**Given instruction**
Below are records; transcribe only the line with "Point out blue metal" and those after it, through the last line, without any change.

┄┄┄┄┄┄

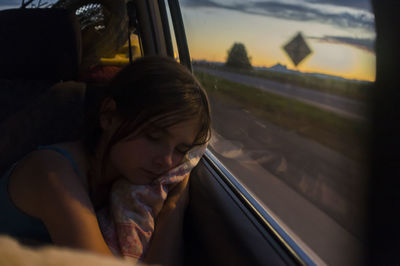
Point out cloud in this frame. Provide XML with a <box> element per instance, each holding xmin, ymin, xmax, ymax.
<box><xmin>306</xmin><ymin>0</ymin><xmax>372</xmax><ymax>12</ymax></box>
<box><xmin>307</xmin><ymin>36</ymin><xmax>375</xmax><ymax>53</ymax></box>
<box><xmin>183</xmin><ymin>0</ymin><xmax>374</xmax><ymax>32</ymax></box>
<box><xmin>0</xmin><ymin>0</ymin><xmax>22</xmax><ymax>6</ymax></box>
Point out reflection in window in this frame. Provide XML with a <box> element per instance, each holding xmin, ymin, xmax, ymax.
<box><xmin>180</xmin><ymin>0</ymin><xmax>375</xmax><ymax>265</ymax></box>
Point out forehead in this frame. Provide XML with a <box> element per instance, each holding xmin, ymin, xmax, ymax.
<box><xmin>162</xmin><ymin>118</ymin><xmax>200</xmax><ymax>145</ymax></box>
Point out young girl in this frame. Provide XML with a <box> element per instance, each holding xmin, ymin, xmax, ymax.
<box><xmin>0</xmin><ymin>56</ymin><xmax>210</xmax><ymax>262</ymax></box>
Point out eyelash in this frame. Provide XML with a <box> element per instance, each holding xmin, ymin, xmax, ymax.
<box><xmin>146</xmin><ymin>133</ymin><xmax>190</xmax><ymax>155</ymax></box>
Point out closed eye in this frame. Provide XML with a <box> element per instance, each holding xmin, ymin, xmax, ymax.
<box><xmin>176</xmin><ymin>145</ymin><xmax>191</xmax><ymax>155</ymax></box>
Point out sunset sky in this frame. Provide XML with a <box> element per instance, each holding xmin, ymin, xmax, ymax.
<box><xmin>0</xmin><ymin>0</ymin><xmax>375</xmax><ymax>81</ymax></box>
<box><xmin>180</xmin><ymin>0</ymin><xmax>375</xmax><ymax>81</ymax></box>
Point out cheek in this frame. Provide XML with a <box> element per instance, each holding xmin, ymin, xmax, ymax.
<box><xmin>110</xmin><ymin>141</ymin><xmax>146</xmax><ymax>175</ymax></box>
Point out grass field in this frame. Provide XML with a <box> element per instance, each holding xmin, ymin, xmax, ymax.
<box><xmin>195</xmin><ymin>72</ymin><xmax>368</xmax><ymax>161</ymax></box>
<box><xmin>197</xmin><ymin>64</ymin><xmax>373</xmax><ymax>101</ymax></box>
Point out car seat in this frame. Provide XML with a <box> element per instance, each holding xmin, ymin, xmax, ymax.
<box><xmin>0</xmin><ymin>8</ymin><xmax>85</xmax><ymax>173</ymax></box>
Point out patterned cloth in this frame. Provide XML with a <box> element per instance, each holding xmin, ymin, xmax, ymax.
<box><xmin>97</xmin><ymin>144</ymin><xmax>207</xmax><ymax>262</ymax></box>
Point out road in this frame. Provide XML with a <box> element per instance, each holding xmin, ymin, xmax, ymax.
<box><xmin>210</xmin><ymin>97</ymin><xmax>365</xmax><ymax>265</ymax></box>
<box><xmin>194</xmin><ymin>66</ymin><xmax>366</xmax><ymax>120</ymax></box>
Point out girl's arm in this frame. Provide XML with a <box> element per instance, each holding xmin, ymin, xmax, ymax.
<box><xmin>144</xmin><ymin>177</ymin><xmax>189</xmax><ymax>265</ymax></box>
<box><xmin>9</xmin><ymin>150</ymin><xmax>112</xmax><ymax>255</ymax></box>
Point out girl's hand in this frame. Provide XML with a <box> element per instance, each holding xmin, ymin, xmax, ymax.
<box><xmin>144</xmin><ymin>176</ymin><xmax>189</xmax><ymax>265</ymax></box>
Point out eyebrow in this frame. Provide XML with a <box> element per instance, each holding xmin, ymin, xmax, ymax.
<box><xmin>148</xmin><ymin>125</ymin><xmax>195</xmax><ymax>149</ymax></box>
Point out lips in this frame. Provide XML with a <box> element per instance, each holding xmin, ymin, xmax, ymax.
<box><xmin>141</xmin><ymin>168</ymin><xmax>161</xmax><ymax>179</ymax></box>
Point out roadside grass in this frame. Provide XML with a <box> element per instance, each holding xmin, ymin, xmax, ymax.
<box><xmin>195</xmin><ymin>72</ymin><xmax>368</xmax><ymax>162</ymax></box>
<box><xmin>197</xmin><ymin>64</ymin><xmax>373</xmax><ymax>102</ymax></box>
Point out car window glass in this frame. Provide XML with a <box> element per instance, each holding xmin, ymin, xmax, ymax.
<box><xmin>180</xmin><ymin>0</ymin><xmax>375</xmax><ymax>265</ymax></box>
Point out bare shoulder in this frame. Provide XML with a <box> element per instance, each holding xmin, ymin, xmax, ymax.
<box><xmin>9</xmin><ymin>145</ymin><xmax>111</xmax><ymax>255</ymax></box>
<box><xmin>9</xmin><ymin>147</ymin><xmax>90</xmax><ymax>217</ymax></box>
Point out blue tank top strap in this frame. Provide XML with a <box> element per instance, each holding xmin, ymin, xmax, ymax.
<box><xmin>37</xmin><ymin>145</ymin><xmax>80</xmax><ymax>176</ymax></box>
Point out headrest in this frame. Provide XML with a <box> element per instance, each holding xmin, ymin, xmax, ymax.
<box><xmin>0</xmin><ymin>8</ymin><xmax>82</xmax><ymax>81</ymax></box>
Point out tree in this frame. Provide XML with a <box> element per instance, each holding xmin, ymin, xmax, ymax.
<box><xmin>225</xmin><ymin>42</ymin><xmax>252</xmax><ymax>69</ymax></box>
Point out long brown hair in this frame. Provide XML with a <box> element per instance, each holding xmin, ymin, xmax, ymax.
<box><xmin>83</xmin><ymin>56</ymin><xmax>211</xmax><ymax>156</ymax></box>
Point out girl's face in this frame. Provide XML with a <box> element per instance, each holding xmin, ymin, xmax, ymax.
<box><xmin>109</xmin><ymin>119</ymin><xmax>199</xmax><ymax>185</ymax></box>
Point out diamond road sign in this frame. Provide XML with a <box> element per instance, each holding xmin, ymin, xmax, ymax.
<box><xmin>283</xmin><ymin>32</ymin><xmax>311</xmax><ymax>66</ymax></box>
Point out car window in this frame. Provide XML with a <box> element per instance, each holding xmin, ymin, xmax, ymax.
<box><xmin>0</xmin><ymin>0</ymin><xmax>143</xmax><ymax>70</ymax></box>
<box><xmin>180</xmin><ymin>0</ymin><xmax>376</xmax><ymax>265</ymax></box>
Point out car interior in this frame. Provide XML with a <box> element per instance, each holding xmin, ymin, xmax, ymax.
<box><xmin>0</xmin><ymin>0</ymin><xmax>400</xmax><ymax>265</ymax></box>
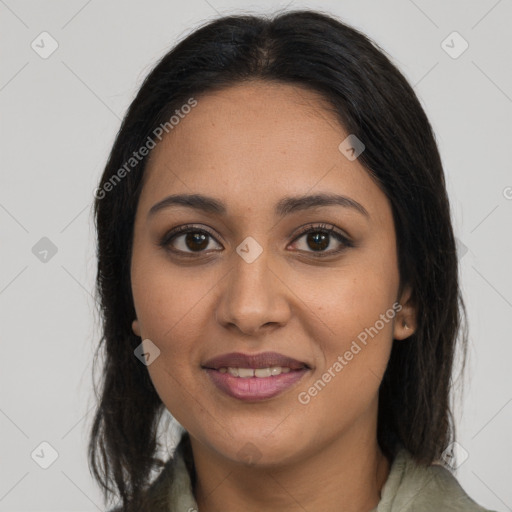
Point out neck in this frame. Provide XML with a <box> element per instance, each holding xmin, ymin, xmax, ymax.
<box><xmin>191</xmin><ymin>406</ymin><xmax>390</xmax><ymax>512</ymax></box>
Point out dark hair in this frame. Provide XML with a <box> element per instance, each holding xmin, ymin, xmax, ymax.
<box><xmin>89</xmin><ymin>10</ymin><xmax>467</xmax><ymax>510</ymax></box>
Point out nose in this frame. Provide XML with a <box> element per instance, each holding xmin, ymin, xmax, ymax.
<box><xmin>216</xmin><ymin>247</ymin><xmax>291</xmax><ymax>336</ymax></box>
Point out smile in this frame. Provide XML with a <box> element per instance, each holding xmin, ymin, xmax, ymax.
<box><xmin>202</xmin><ymin>352</ymin><xmax>310</xmax><ymax>401</ymax></box>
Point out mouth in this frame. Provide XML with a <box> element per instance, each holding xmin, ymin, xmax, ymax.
<box><xmin>202</xmin><ymin>352</ymin><xmax>311</xmax><ymax>401</ymax></box>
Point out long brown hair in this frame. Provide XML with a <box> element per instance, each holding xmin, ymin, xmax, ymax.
<box><xmin>89</xmin><ymin>11</ymin><xmax>467</xmax><ymax>511</ymax></box>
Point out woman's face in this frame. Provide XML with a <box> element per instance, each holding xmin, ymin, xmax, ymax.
<box><xmin>131</xmin><ymin>81</ymin><xmax>413</xmax><ymax>464</ymax></box>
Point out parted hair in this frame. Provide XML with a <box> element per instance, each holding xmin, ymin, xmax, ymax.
<box><xmin>88</xmin><ymin>10</ymin><xmax>467</xmax><ymax>512</ymax></box>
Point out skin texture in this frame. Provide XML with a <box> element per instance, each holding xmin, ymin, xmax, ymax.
<box><xmin>131</xmin><ymin>81</ymin><xmax>415</xmax><ymax>512</ymax></box>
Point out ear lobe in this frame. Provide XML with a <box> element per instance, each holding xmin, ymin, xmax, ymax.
<box><xmin>393</xmin><ymin>286</ymin><xmax>417</xmax><ymax>340</ymax></box>
<box><xmin>132</xmin><ymin>320</ymin><xmax>141</xmax><ymax>336</ymax></box>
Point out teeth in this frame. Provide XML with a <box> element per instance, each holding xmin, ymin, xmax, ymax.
<box><xmin>219</xmin><ymin>366</ymin><xmax>291</xmax><ymax>379</ymax></box>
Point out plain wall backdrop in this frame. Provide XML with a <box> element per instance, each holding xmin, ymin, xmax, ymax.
<box><xmin>0</xmin><ymin>0</ymin><xmax>512</xmax><ymax>512</ymax></box>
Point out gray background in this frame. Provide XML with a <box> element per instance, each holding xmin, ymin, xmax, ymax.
<box><xmin>0</xmin><ymin>0</ymin><xmax>512</xmax><ymax>511</ymax></box>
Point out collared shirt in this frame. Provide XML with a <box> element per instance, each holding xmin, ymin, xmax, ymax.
<box><xmin>112</xmin><ymin>433</ymin><xmax>493</xmax><ymax>512</ymax></box>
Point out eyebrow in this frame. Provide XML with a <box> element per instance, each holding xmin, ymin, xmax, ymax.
<box><xmin>148</xmin><ymin>193</ymin><xmax>370</xmax><ymax>217</ymax></box>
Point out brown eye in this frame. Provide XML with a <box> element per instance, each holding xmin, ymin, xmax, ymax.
<box><xmin>295</xmin><ymin>224</ymin><xmax>354</xmax><ymax>257</ymax></box>
<box><xmin>159</xmin><ymin>226</ymin><xmax>222</xmax><ymax>254</ymax></box>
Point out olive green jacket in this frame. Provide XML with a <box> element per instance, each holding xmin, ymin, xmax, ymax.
<box><xmin>112</xmin><ymin>433</ymin><xmax>492</xmax><ymax>512</ymax></box>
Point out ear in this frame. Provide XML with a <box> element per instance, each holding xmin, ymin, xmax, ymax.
<box><xmin>132</xmin><ymin>320</ymin><xmax>141</xmax><ymax>336</ymax></box>
<box><xmin>393</xmin><ymin>286</ymin><xmax>417</xmax><ymax>340</ymax></box>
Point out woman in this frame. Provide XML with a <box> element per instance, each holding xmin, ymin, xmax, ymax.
<box><xmin>90</xmin><ymin>11</ymin><xmax>496</xmax><ymax>512</ymax></box>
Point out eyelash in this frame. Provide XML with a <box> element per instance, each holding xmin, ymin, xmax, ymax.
<box><xmin>158</xmin><ymin>224</ymin><xmax>354</xmax><ymax>258</ymax></box>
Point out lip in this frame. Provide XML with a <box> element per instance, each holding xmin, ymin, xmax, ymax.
<box><xmin>202</xmin><ymin>352</ymin><xmax>311</xmax><ymax>402</ymax></box>
<box><xmin>202</xmin><ymin>352</ymin><xmax>310</xmax><ymax>370</ymax></box>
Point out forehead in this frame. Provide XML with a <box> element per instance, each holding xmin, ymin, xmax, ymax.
<box><xmin>141</xmin><ymin>81</ymin><xmax>387</xmax><ymax>222</ymax></box>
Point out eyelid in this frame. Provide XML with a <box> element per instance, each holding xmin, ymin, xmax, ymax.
<box><xmin>158</xmin><ymin>222</ymin><xmax>354</xmax><ymax>258</ymax></box>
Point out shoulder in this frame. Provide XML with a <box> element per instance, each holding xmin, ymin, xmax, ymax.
<box><xmin>376</xmin><ymin>449</ymin><xmax>492</xmax><ymax>512</ymax></box>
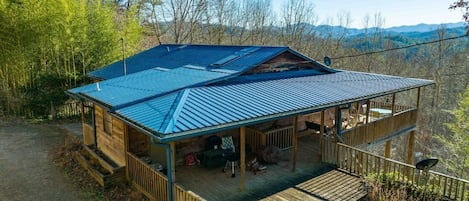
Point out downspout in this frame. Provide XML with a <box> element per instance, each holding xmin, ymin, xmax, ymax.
<box><xmin>91</xmin><ymin>104</ymin><xmax>98</xmax><ymax>150</ymax></box>
<box><xmin>150</xmin><ymin>138</ymin><xmax>174</xmax><ymax>201</ymax></box>
<box><xmin>335</xmin><ymin>106</ymin><xmax>344</xmax><ymax>143</ymax></box>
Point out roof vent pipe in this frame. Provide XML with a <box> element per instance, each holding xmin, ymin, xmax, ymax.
<box><xmin>121</xmin><ymin>38</ymin><xmax>127</xmax><ymax>76</ymax></box>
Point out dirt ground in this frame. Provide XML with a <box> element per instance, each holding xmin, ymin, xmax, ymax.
<box><xmin>0</xmin><ymin>119</ymin><xmax>90</xmax><ymax>201</ymax></box>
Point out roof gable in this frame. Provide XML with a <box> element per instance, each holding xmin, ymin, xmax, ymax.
<box><xmin>88</xmin><ymin>44</ymin><xmax>306</xmax><ymax>80</ymax></box>
<box><xmin>115</xmin><ymin>71</ymin><xmax>432</xmax><ymax>139</ymax></box>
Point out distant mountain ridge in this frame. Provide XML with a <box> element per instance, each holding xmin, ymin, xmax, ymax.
<box><xmin>309</xmin><ymin>22</ymin><xmax>466</xmax><ymax>37</ymax></box>
<box><xmin>384</xmin><ymin>22</ymin><xmax>466</xmax><ymax>33</ymax></box>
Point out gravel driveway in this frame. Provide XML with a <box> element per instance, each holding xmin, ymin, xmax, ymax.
<box><xmin>0</xmin><ymin>119</ymin><xmax>86</xmax><ymax>201</ymax></box>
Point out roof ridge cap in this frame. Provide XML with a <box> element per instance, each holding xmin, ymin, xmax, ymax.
<box><xmin>161</xmin><ymin>88</ymin><xmax>191</xmax><ymax>133</ymax></box>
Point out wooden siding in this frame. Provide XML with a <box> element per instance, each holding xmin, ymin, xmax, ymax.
<box><xmin>127</xmin><ymin>126</ymin><xmax>150</xmax><ymax>156</ymax></box>
<box><xmin>94</xmin><ymin>105</ymin><xmax>125</xmax><ymax>166</ymax></box>
<box><xmin>244</xmin><ymin>52</ymin><xmax>312</xmax><ymax>74</ymax></box>
<box><xmin>82</xmin><ymin>123</ymin><xmax>94</xmax><ymax>145</ymax></box>
<box><xmin>323</xmin><ymin>141</ymin><xmax>469</xmax><ymax>201</ymax></box>
<box><xmin>342</xmin><ymin>109</ymin><xmax>417</xmax><ymax>146</ymax></box>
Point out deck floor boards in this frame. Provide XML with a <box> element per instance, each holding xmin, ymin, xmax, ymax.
<box><xmin>176</xmin><ymin>135</ymin><xmax>368</xmax><ymax>201</ymax></box>
<box><xmin>262</xmin><ymin>170</ymin><xmax>366</xmax><ymax>201</ymax></box>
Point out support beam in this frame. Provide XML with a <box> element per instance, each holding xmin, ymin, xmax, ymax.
<box><xmin>391</xmin><ymin>93</ymin><xmax>396</xmax><ymax>115</ymax></box>
<box><xmin>365</xmin><ymin>100</ymin><xmax>371</xmax><ymax>124</ymax></box>
<box><xmin>417</xmin><ymin>87</ymin><xmax>421</xmax><ymax>108</ymax></box>
<box><xmin>384</xmin><ymin>140</ymin><xmax>391</xmax><ymax>173</ymax></box>
<box><xmin>80</xmin><ymin>101</ymin><xmax>86</xmax><ymax>125</ymax></box>
<box><xmin>292</xmin><ymin>116</ymin><xmax>298</xmax><ymax>172</ymax></box>
<box><xmin>406</xmin><ymin>131</ymin><xmax>415</xmax><ymax>164</ymax></box>
<box><xmin>336</xmin><ymin>107</ymin><xmax>343</xmax><ymax>143</ymax></box>
<box><xmin>239</xmin><ymin>126</ymin><xmax>246</xmax><ymax>191</ymax></box>
<box><xmin>162</xmin><ymin>142</ymin><xmax>175</xmax><ymax>201</ymax></box>
<box><xmin>355</xmin><ymin>102</ymin><xmax>360</xmax><ymax>122</ymax></box>
<box><xmin>124</xmin><ymin>124</ymin><xmax>130</xmax><ymax>181</ymax></box>
<box><xmin>169</xmin><ymin>142</ymin><xmax>176</xmax><ymax>182</ymax></box>
<box><xmin>384</xmin><ymin>140</ymin><xmax>391</xmax><ymax>158</ymax></box>
<box><xmin>319</xmin><ymin>110</ymin><xmax>325</xmax><ymax>159</ymax></box>
<box><xmin>90</xmin><ymin>104</ymin><xmax>98</xmax><ymax>149</ymax></box>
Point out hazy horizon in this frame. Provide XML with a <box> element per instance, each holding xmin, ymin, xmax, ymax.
<box><xmin>272</xmin><ymin>0</ymin><xmax>463</xmax><ymax>28</ymax></box>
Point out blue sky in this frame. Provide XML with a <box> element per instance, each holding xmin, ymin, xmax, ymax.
<box><xmin>272</xmin><ymin>0</ymin><xmax>462</xmax><ymax>28</ymax></box>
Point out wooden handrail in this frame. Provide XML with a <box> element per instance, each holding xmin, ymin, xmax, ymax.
<box><xmin>127</xmin><ymin>152</ymin><xmax>205</xmax><ymax>201</ymax></box>
<box><xmin>322</xmin><ymin>141</ymin><xmax>469</xmax><ymax>201</ymax></box>
<box><xmin>342</xmin><ymin>109</ymin><xmax>417</xmax><ymax>146</ymax></box>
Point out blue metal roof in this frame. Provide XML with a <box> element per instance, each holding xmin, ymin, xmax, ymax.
<box><xmin>68</xmin><ymin>66</ymin><xmax>230</xmax><ymax>109</ymax></box>
<box><xmin>88</xmin><ymin>44</ymin><xmax>302</xmax><ymax>79</ymax></box>
<box><xmin>115</xmin><ymin>71</ymin><xmax>432</xmax><ymax>140</ymax></box>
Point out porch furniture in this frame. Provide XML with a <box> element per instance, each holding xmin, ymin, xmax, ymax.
<box><xmin>222</xmin><ymin>152</ymin><xmax>239</xmax><ymax>177</ymax></box>
<box><xmin>201</xmin><ymin>149</ymin><xmax>226</xmax><ymax>169</ymax></box>
<box><xmin>370</xmin><ymin>108</ymin><xmax>392</xmax><ymax>118</ymax></box>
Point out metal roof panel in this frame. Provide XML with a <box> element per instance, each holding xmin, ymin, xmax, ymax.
<box><xmin>117</xmin><ymin>71</ymin><xmax>432</xmax><ymax>136</ymax></box>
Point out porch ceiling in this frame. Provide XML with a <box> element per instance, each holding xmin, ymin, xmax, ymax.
<box><xmin>116</xmin><ymin>71</ymin><xmax>433</xmax><ymax>141</ymax></box>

┄┄┄┄┄┄

**Written answer**
Point out blue metal roof in this frame. Provide XML with a <box> element per instance, each holding xmin, ymin, xmax, ymax.
<box><xmin>68</xmin><ymin>66</ymin><xmax>230</xmax><ymax>109</ymax></box>
<box><xmin>88</xmin><ymin>44</ymin><xmax>302</xmax><ymax>79</ymax></box>
<box><xmin>115</xmin><ymin>71</ymin><xmax>432</xmax><ymax>140</ymax></box>
Point out porch furniture in this frame. Provide XML with a <box> element per instance, each holding xmin, ymin, xmax, ymax.
<box><xmin>222</xmin><ymin>152</ymin><xmax>239</xmax><ymax>177</ymax></box>
<box><xmin>201</xmin><ymin>149</ymin><xmax>226</xmax><ymax>169</ymax></box>
<box><xmin>370</xmin><ymin>108</ymin><xmax>392</xmax><ymax>118</ymax></box>
Point out metal roof panel in this frame. Provide XML with a <box> element per instance, each holding xmin, ymin, xmax, ymax.
<box><xmin>117</xmin><ymin>71</ymin><xmax>432</xmax><ymax>136</ymax></box>
Point out porch ceiling in this frame. Provide XML with a <box> element per instance, each holding xmin, ymin, xmax, ymax.
<box><xmin>116</xmin><ymin>71</ymin><xmax>433</xmax><ymax>141</ymax></box>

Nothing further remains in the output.